Few in Bab al-Nasr believe this will actually happen. "I am not optimistic," said one woman. "Everyone who takes control of the country tries to accumulate their own wealth." This attitude towards the country's political culture of rent-seeking and autocracy can easily turn into a sense of cynicism towards any political activity -- including the Tahrir protests. "Everyone's tense, everyone feels insecure, and the protests didn't help," said Karima. "Mubarak ruined the country anyway."
"What good can come form shutting down streets and forcing shops to close?" Ahmed asked. "With the people in Tahrir, you can't tell if they're good or bad."
Their cynicism might extend to democracy in general. "If someone offers us services, we'll vote for him," said Karima. If not, she said she plans on staying home when and if there are elections in the country.

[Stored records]
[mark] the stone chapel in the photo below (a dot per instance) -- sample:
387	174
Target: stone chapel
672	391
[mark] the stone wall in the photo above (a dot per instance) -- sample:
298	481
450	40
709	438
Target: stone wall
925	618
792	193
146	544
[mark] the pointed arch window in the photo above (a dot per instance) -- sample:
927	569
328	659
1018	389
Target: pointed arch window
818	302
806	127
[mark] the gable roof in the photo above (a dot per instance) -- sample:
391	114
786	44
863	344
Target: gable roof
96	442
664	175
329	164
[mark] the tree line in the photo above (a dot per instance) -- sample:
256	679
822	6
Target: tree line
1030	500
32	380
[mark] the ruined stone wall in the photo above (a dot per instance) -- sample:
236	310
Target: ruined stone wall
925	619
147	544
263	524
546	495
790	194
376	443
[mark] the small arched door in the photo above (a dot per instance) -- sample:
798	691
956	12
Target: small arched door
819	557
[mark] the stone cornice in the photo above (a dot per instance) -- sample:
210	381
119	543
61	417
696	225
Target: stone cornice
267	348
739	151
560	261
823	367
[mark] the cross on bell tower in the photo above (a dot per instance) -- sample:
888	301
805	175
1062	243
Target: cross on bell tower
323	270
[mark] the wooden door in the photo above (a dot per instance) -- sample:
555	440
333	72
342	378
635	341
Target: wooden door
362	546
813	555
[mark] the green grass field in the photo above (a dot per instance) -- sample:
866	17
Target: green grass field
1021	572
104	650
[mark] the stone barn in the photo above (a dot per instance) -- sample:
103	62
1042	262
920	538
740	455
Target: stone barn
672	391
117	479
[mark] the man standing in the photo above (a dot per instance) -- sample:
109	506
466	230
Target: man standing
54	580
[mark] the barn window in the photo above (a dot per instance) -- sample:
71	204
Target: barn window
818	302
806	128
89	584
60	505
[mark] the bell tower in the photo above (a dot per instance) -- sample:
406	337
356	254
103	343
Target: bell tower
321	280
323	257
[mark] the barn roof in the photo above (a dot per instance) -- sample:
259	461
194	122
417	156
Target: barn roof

**Assigned task:**
Please reproduce the entire passage above about Bab al-Nasr residents' views of the Tahrir protests, word for word.

**Answer section:**
Few in Bab al-Nasr believe this will actually happen. "I am not optimistic," said one woman. "Everyone who takes control of the country tries to accumulate their own wealth." This attitude towards the country's political culture of rent-seeking and autocracy can easily turn into a sense of cynicism towards any political activity -- including the Tahrir protests. "Everyone's tense, everyone feels insecure, and the protests didn't help," said Karima. "Mubarak ruined the country anyway."
"What good can come form shutting down streets and forcing shops to close?" Ahmed asked. "With the people in Tahrir, you can't tell if they're good or bad."
Their cynicism might extend to democracy in general. "If someone offers us services, we'll vote for him," said Karima. If not, she said she plans on staying home when and if there are elections in the country.